:: DATA ::
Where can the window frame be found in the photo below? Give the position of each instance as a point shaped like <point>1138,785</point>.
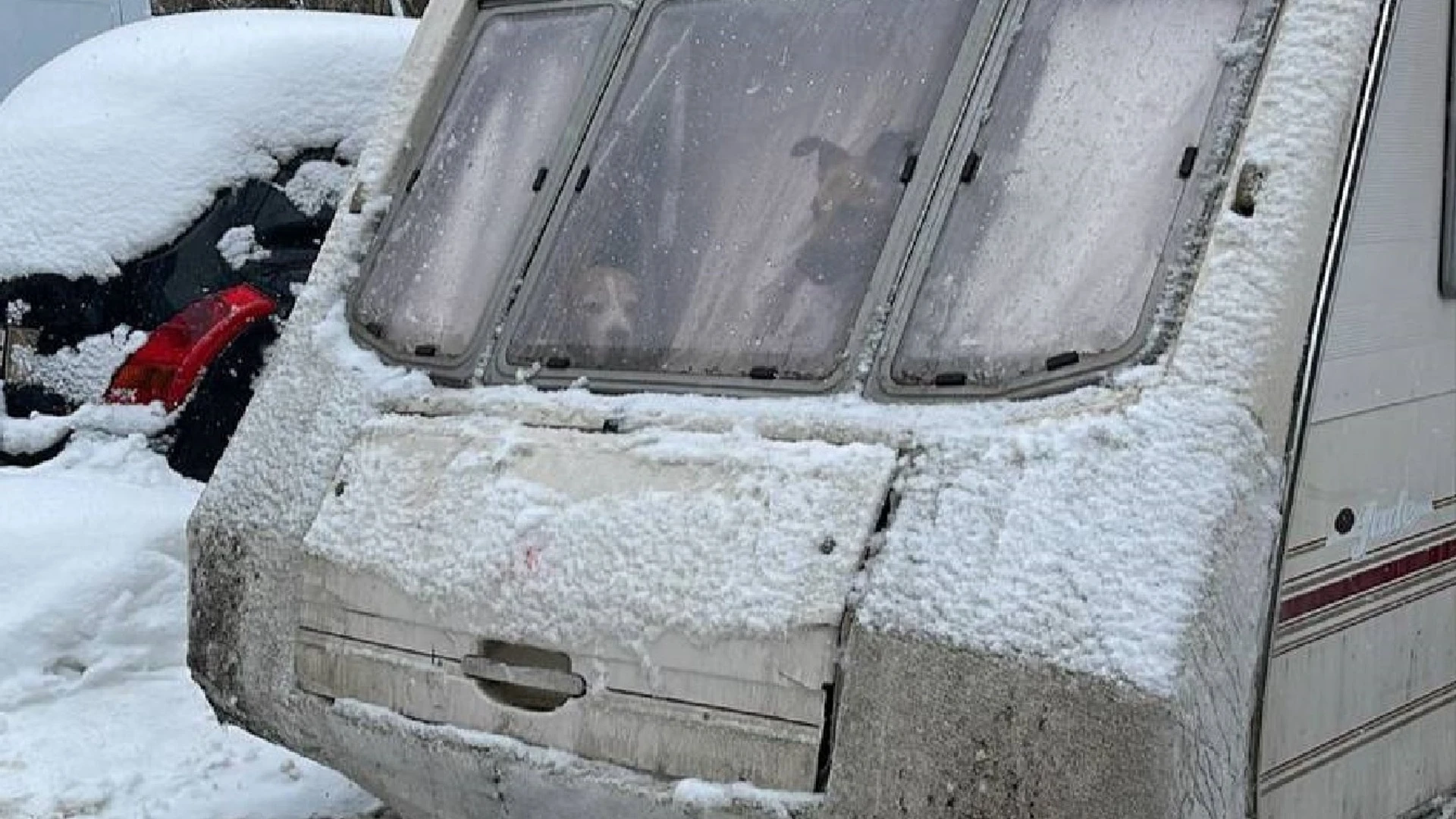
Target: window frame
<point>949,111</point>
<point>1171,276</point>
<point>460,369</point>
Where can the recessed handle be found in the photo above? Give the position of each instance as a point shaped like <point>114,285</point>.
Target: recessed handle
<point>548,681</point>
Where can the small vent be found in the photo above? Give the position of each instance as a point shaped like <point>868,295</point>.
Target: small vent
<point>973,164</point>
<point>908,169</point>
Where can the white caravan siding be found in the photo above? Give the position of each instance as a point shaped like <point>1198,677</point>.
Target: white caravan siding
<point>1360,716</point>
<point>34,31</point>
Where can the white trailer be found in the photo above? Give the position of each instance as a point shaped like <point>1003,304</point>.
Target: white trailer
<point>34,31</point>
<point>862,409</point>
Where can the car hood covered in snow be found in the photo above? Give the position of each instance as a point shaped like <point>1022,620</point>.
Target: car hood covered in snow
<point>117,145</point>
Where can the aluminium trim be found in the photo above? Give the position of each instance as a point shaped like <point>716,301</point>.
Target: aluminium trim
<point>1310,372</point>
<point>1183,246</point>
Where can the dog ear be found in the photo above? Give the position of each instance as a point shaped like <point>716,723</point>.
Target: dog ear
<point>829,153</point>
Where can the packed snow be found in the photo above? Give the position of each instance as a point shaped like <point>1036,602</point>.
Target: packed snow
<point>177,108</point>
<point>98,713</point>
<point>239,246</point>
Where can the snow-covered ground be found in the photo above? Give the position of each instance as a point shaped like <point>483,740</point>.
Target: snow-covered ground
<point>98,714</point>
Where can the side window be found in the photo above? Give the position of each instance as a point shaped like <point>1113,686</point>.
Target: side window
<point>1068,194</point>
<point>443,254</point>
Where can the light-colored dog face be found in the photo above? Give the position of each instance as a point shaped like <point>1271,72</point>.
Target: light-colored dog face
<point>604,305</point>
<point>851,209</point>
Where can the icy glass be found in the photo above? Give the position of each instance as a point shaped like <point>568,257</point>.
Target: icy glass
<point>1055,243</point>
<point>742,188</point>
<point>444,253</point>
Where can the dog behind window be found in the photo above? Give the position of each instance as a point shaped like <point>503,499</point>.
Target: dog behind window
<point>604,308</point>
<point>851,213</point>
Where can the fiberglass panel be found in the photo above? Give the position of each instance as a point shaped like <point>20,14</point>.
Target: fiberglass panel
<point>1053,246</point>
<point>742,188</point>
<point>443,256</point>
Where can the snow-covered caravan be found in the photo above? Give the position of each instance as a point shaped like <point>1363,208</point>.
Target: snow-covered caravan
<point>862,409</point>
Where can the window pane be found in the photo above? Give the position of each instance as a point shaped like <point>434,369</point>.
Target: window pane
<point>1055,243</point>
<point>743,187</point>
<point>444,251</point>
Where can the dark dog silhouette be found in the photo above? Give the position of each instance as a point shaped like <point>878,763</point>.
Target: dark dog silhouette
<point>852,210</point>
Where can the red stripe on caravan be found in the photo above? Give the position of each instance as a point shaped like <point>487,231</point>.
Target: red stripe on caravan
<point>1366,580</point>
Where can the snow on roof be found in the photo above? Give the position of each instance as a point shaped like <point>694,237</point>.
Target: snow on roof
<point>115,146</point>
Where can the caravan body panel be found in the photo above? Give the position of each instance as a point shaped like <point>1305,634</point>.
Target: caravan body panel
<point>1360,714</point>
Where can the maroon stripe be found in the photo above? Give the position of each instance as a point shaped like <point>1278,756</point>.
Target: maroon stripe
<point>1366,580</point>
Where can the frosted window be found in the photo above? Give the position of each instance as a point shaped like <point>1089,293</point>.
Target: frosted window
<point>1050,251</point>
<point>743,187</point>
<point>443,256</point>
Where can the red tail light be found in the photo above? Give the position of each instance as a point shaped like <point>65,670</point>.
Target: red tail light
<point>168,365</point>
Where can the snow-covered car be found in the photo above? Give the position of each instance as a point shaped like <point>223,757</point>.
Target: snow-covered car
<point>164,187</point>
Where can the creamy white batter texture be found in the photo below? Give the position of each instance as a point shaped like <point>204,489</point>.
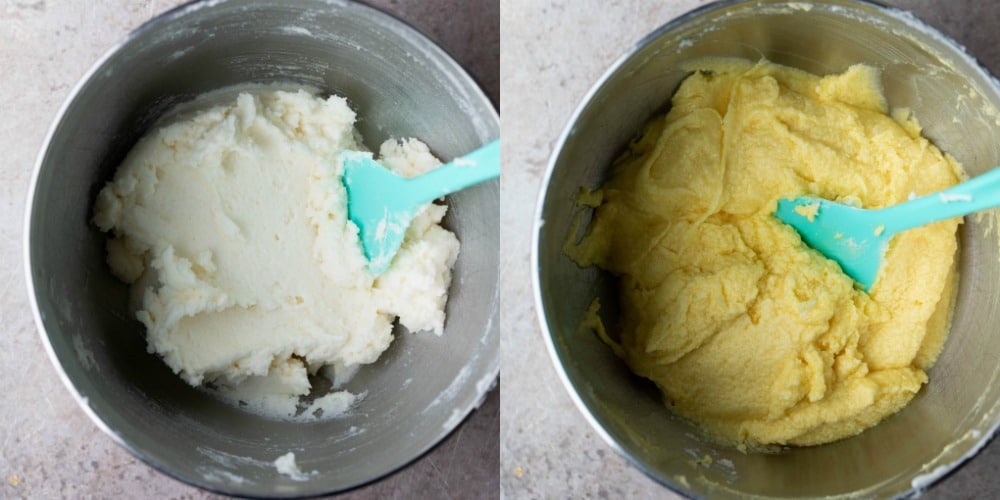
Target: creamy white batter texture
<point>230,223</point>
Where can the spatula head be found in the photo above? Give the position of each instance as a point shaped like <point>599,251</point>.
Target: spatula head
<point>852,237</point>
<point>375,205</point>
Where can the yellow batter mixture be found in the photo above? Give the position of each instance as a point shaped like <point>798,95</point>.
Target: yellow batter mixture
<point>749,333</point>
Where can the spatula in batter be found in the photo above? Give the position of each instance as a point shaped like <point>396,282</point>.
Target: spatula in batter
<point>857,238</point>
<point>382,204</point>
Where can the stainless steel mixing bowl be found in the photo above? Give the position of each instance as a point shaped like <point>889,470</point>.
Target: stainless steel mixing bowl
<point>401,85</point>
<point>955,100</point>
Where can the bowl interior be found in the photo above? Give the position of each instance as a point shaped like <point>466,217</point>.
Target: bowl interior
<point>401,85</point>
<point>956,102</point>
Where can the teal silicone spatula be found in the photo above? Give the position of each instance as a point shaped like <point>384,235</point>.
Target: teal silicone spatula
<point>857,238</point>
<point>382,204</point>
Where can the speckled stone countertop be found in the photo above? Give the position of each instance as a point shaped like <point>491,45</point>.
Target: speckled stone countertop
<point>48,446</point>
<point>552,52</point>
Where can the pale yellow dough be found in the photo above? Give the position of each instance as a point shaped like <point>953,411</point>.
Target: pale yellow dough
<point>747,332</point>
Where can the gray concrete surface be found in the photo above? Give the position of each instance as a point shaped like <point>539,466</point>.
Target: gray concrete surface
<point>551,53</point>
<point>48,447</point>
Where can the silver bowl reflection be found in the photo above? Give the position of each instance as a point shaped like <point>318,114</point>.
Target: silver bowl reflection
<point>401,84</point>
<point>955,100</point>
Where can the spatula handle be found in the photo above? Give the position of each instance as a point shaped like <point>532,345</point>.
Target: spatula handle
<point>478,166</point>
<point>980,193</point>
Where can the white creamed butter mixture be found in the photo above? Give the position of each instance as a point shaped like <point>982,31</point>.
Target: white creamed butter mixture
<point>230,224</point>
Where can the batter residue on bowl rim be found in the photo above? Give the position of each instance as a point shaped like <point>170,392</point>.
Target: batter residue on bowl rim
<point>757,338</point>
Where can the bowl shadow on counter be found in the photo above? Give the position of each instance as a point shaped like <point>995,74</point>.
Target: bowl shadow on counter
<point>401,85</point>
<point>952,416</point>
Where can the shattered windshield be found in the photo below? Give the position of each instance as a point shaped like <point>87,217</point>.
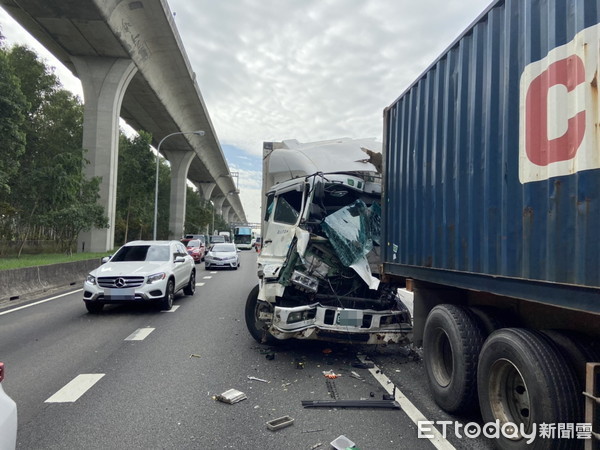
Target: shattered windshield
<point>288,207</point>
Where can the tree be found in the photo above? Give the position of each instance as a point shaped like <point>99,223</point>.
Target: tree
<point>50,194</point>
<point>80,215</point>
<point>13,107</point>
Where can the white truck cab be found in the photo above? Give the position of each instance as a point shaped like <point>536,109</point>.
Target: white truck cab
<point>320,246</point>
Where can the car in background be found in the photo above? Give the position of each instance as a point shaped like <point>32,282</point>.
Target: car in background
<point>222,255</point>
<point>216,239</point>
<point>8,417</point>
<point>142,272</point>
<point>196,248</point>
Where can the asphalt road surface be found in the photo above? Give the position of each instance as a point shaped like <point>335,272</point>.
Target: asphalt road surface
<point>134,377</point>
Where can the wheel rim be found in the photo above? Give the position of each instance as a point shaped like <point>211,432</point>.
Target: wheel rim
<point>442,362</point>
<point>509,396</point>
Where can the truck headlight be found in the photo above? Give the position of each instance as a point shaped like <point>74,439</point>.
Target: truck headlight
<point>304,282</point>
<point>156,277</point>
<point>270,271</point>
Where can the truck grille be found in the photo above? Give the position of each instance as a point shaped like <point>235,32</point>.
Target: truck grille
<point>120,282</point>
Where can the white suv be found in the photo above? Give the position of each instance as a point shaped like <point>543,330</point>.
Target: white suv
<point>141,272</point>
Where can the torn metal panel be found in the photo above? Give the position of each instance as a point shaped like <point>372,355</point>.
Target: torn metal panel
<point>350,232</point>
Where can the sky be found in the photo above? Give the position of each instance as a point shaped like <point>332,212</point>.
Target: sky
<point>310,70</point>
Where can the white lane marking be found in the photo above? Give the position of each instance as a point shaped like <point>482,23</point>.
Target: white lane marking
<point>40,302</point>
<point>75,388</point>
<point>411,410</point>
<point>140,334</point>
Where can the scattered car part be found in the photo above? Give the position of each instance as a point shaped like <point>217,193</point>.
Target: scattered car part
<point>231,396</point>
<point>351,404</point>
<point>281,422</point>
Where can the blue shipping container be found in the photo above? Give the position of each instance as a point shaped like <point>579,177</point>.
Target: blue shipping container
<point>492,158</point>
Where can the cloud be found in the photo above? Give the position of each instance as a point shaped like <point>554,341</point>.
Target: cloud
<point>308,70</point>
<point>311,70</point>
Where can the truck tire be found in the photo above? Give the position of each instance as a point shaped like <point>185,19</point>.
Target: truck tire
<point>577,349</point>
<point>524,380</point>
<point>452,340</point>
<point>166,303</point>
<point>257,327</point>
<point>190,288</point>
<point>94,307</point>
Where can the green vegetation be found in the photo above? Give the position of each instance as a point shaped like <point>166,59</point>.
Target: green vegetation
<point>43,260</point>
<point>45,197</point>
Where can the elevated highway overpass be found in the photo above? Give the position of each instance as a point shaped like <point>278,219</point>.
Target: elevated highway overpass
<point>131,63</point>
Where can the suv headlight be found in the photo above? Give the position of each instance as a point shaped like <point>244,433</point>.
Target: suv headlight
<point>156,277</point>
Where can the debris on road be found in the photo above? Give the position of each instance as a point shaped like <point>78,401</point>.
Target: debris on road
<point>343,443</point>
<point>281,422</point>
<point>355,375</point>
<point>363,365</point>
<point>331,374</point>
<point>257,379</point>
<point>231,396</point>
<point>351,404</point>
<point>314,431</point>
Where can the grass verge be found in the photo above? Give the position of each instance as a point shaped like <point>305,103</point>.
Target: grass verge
:::
> _TO DO_:
Rewrite the items starting at the line containing "Where can the asphalt" and ending at the line containing "<point>270,271</point>", switching "wheel rim" to "hubcap" and leaving everything else unchanged.

> _FULL ANSWER_:
Where can the asphalt road surface be found in the photo above? Give the position of each instance as a point shaped like <point>335,272</point>.
Target: asphalt road surface
<point>134,377</point>
Where can the hubcap be found in the photo above? Give the position of each instance as a point shaped like <point>211,432</point>.
Target: hubcap
<point>442,362</point>
<point>509,396</point>
Where can the truck headlight be found in the photo above? Give the position of each instance as a point shaped like <point>74,439</point>.
Target: truck headlight
<point>304,282</point>
<point>156,277</point>
<point>270,271</point>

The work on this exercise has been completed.